[Data records]
□ □ □ □

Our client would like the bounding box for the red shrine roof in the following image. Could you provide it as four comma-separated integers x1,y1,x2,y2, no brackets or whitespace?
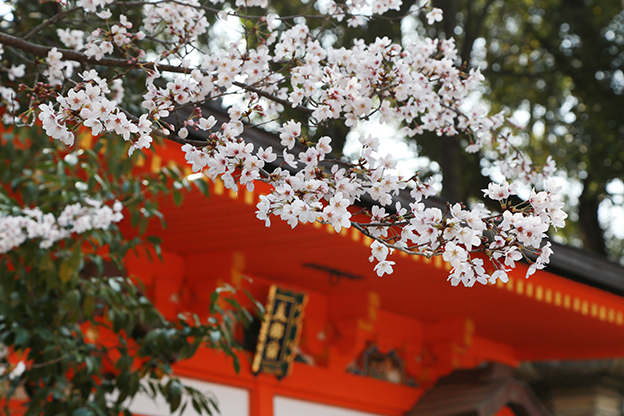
129,136,624,360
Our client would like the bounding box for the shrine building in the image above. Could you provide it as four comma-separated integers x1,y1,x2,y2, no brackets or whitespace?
122,125,624,416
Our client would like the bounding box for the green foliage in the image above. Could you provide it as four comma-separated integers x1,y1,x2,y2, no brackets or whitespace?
0,127,248,416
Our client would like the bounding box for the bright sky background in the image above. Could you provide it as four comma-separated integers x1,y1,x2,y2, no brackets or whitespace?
0,0,624,250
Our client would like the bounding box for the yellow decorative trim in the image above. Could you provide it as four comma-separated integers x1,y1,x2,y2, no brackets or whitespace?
433,256,443,269
505,277,515,292
535,286,544,302
555,291,561,306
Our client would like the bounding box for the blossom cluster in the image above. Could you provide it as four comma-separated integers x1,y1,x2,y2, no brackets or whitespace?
0,198,123,254
0,0,566,286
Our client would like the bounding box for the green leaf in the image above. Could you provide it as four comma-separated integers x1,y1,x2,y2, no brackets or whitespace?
167,380,182,413
59,244,82,283
13,328,29,347
173,189,184,207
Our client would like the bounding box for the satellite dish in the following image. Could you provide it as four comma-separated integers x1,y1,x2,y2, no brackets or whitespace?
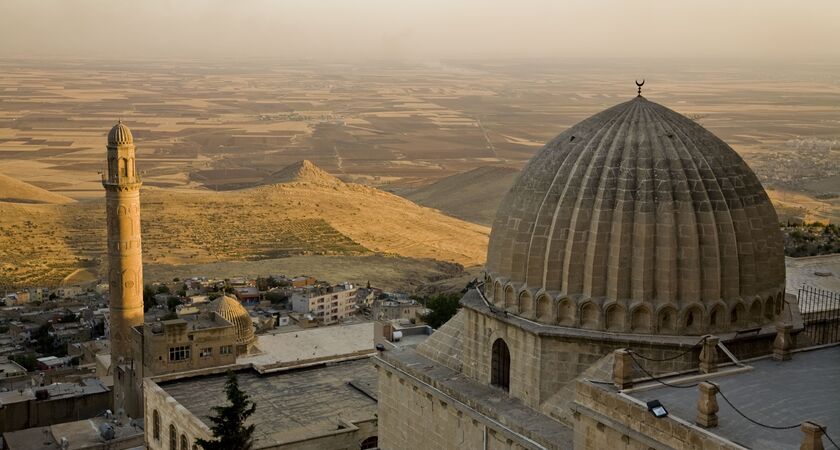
99,422,117,441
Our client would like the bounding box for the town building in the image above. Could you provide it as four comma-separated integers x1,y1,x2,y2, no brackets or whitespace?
375,94,838,450
102,121,143,415
135,311,237,377
3,415,143,450
371,299,429,322
144,322,378,450
0,378,111,433
291,283,356,325
233,286,260,305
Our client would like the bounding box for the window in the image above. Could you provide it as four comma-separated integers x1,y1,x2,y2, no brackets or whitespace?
169,424,178,450
359,436,379,450
169,345,190,362
152,410,160,441
490,338,510,391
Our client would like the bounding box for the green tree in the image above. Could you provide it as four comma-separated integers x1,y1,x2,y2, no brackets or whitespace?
423,293,461,329
195,371,257,450
265,291,289,305
143,284,155,312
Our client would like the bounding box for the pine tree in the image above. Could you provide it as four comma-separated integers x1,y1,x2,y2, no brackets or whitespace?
195,371,257,450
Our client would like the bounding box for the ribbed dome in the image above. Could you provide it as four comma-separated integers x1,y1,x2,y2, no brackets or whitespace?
210,295,255,345
486,96,785,334
108,121,134,145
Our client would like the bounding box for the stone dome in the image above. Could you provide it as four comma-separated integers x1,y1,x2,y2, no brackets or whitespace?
210,295,256,345
485,96,785,335
108,121,134,145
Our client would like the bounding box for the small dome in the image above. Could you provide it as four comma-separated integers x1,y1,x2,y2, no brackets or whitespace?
487,96,785,334
210,295,256,345
108,121,134,145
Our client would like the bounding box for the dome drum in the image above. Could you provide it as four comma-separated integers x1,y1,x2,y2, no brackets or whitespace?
210,295,256,354
483,277,784,336
484,96,785,335
108,121,134,146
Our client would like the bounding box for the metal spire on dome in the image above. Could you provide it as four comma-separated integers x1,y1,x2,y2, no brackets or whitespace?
636,78,645,97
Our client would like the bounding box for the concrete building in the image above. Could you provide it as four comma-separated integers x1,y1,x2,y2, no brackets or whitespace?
144,322,377,450
291,283,356,325
3,416,143,450
375,95,820,450
0,378,111,433
233,286,260,305
371,299,428,322
102,121,143,415
135,311,237,377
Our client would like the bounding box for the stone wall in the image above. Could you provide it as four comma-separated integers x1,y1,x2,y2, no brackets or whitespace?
0,391,112,433
144,379,377,450
378,358,531,450
462,308,700,410
572,382,742,450
143,379,211,450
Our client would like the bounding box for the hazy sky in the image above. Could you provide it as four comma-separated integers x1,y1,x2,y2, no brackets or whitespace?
0,0,840,61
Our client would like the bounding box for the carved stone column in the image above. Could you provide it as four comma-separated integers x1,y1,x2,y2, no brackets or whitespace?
700,336,720,373
799,422,825,450
773,323,793,361
696,381,719,428
613,348,633,389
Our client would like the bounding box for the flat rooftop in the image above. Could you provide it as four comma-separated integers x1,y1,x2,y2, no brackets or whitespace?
159,358,377,448
3,417,143,450
236,322,376,371
630,345,840,450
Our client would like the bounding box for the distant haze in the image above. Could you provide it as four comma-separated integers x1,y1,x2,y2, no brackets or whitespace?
0,0,840,61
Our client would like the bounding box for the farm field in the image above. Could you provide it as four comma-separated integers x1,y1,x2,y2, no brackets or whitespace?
0,59,840,285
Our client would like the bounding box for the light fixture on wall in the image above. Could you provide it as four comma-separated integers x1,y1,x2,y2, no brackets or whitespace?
647,400,668,419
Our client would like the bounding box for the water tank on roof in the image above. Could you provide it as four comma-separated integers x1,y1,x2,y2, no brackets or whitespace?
99,423,117,441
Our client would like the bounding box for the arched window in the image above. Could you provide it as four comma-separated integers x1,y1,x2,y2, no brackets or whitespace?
169,424,178,450
750,300,761,325
606,305,624,331
557,298,575,326
152,410,160,441
630,306,651,333
580,302,599,329
709,305,726,330
764,297,776,321
359,436,379,450
537,295,551,322
657,308,677,333
490,338,510,391
729,303,745,326
505,286,516,312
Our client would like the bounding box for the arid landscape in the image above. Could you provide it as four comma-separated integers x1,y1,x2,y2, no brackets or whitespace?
0,59,840,288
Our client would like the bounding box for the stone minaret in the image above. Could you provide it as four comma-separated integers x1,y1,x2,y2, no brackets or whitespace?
102,122,143,411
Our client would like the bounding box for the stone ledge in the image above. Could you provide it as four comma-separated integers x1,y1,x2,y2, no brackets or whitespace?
375,349,573,449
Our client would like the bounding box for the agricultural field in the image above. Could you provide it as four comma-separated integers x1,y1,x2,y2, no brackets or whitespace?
0,59,840,285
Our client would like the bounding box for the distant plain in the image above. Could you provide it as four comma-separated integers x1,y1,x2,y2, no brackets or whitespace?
0,60,840,285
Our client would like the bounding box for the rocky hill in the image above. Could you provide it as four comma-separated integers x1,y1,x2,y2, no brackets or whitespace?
404,166,519,226
262,159,344,186
0,173,75,204
0,161,489,286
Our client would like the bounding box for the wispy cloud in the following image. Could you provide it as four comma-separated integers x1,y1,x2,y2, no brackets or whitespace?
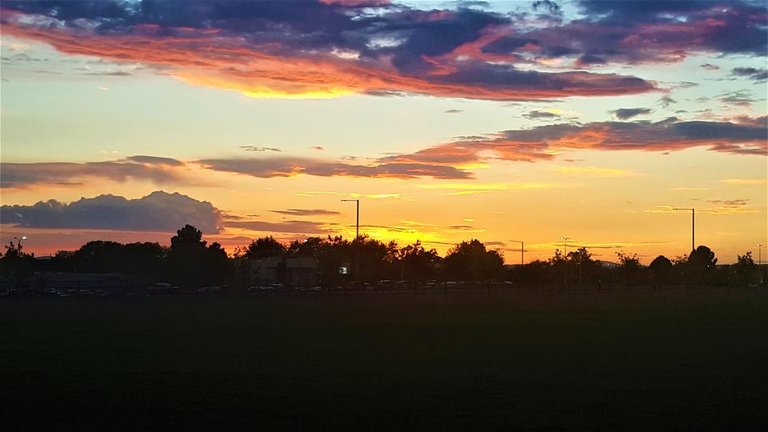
2,0,664,100
195,157,472,179
380,117,768,170
552,166,641,178
611,108,651,120
0,156,199,188
0,191,223,233
722,178,768,186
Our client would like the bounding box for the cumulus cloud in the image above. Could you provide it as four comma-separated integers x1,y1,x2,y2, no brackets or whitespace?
611,108,651,120
0,156,190,188
379,117,768,170
0,191,222,233
196,158,471,179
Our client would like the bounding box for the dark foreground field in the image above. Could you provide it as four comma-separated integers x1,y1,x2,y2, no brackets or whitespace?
0,290,768,431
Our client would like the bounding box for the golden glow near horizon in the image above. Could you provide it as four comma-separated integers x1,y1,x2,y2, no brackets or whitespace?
0,2,768,264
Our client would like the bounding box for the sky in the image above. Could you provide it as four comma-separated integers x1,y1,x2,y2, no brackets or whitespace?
0,0,768,264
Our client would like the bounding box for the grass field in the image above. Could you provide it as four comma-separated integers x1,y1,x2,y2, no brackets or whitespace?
0,290,768,431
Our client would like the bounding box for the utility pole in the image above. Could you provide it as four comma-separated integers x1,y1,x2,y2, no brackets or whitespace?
510,240,525,267
342,199,360,239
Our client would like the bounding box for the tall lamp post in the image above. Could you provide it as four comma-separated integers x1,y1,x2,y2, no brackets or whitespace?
342,200,360,240
510,240,525,267
672,207,696,252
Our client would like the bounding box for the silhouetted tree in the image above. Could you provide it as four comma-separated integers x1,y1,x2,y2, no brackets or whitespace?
316,236,349,289
567,247,600,284
72,240,124,273
245,236,286,259
681,245,717,285
347,235,397,282
732,252,760,287
648,255,673,289
616,252,642,289
168,225,229,288
286,237,326,258
443,239,504,282
0,240,35,292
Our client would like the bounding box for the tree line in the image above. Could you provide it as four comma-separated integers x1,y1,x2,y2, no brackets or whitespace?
0,225,766,290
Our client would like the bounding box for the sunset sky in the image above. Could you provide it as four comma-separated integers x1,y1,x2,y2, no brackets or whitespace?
0,0,768,264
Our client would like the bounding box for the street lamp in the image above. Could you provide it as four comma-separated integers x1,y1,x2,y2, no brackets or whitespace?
672,207,696,252
510,240,525,267
13,236,27,253
342,200,360,240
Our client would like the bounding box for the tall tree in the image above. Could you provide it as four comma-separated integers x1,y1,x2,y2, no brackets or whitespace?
168,225,229,288
648,255,674,289
397,240,440,282
682,245,717,285
0,240,35,292
443,239,504,282
733,252,760,286
245,236,287,259
616,252,642,289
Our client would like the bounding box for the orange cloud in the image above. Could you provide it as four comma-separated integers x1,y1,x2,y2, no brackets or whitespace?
2,9,655,100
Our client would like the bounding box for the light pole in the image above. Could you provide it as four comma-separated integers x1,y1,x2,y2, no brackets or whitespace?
14,236,27,251
672,207,696,252
510,240,525,268
342,200,360,240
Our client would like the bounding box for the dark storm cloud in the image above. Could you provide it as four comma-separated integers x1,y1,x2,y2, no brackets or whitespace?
2,0,655,100
483,0,768,66
197,158,471,179
0,156,188,188
611,108,651,120
0,191,222,233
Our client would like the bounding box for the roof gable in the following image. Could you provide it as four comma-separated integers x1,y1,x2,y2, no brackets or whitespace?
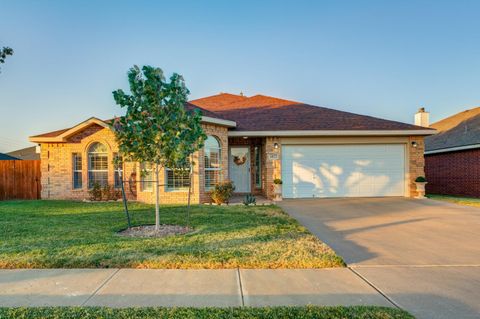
425,107,480,152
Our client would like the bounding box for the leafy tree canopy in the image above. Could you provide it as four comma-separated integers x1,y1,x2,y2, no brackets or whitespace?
113,66,206,168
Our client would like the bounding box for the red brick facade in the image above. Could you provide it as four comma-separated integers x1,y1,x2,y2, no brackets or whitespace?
425,149,480,197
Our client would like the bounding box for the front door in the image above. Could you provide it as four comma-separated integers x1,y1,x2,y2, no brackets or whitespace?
228,146,250,193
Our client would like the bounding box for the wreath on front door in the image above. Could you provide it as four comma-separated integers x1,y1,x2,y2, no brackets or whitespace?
233,155,247,166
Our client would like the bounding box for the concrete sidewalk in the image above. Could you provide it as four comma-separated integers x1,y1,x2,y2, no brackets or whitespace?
0,268,393,307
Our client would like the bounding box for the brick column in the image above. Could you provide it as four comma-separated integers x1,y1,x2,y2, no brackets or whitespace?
263,137,282,199
407,136,425,197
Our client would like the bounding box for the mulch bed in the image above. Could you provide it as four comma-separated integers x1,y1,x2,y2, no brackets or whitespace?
118,225,193,238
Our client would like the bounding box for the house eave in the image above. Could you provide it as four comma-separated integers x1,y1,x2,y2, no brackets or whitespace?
228,130,436,137
28,117,110,143
202,116,237,128
425,144,480,155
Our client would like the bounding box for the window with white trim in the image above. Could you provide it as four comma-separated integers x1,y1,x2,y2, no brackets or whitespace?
140,163,153,192
88,142,108,188
204,135,222,190
113,153,123,188
72,153,82,189
253,146,262,188
165,168,190,191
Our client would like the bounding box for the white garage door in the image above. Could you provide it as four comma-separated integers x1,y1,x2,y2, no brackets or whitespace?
282,144,405,198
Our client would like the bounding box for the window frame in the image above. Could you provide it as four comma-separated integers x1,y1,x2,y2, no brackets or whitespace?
204,135,223,190
113,152,123,189
140,162,153,193
72,152,83,190
165,167,192,192
253,145,262,189
87,142,109,189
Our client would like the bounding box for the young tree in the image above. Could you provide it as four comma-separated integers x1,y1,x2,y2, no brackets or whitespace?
113,66,206,231
0,47,13,72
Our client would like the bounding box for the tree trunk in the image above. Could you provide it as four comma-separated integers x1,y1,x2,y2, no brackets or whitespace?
155,164,160,231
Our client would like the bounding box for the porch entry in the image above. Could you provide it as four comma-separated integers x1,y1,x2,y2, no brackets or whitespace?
228,146,250,193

□ □ □ □

[STATED GOAL] Find each line of the data above that contains the word "tall", and copy those lines out. Case counts when matching.

[COMPLETE OUTPUT]
Our client would like the bounding box for the tall lamp post in the image above. Could you provide it as four comma-separated integers x1,y1,x2,y2, no brackets or whitespace?
Our client would like the bounding box for the tall tree in the image above. Could you provide it as four comma-separated integers x1,y1,x2,y2, no brackets or whitespace?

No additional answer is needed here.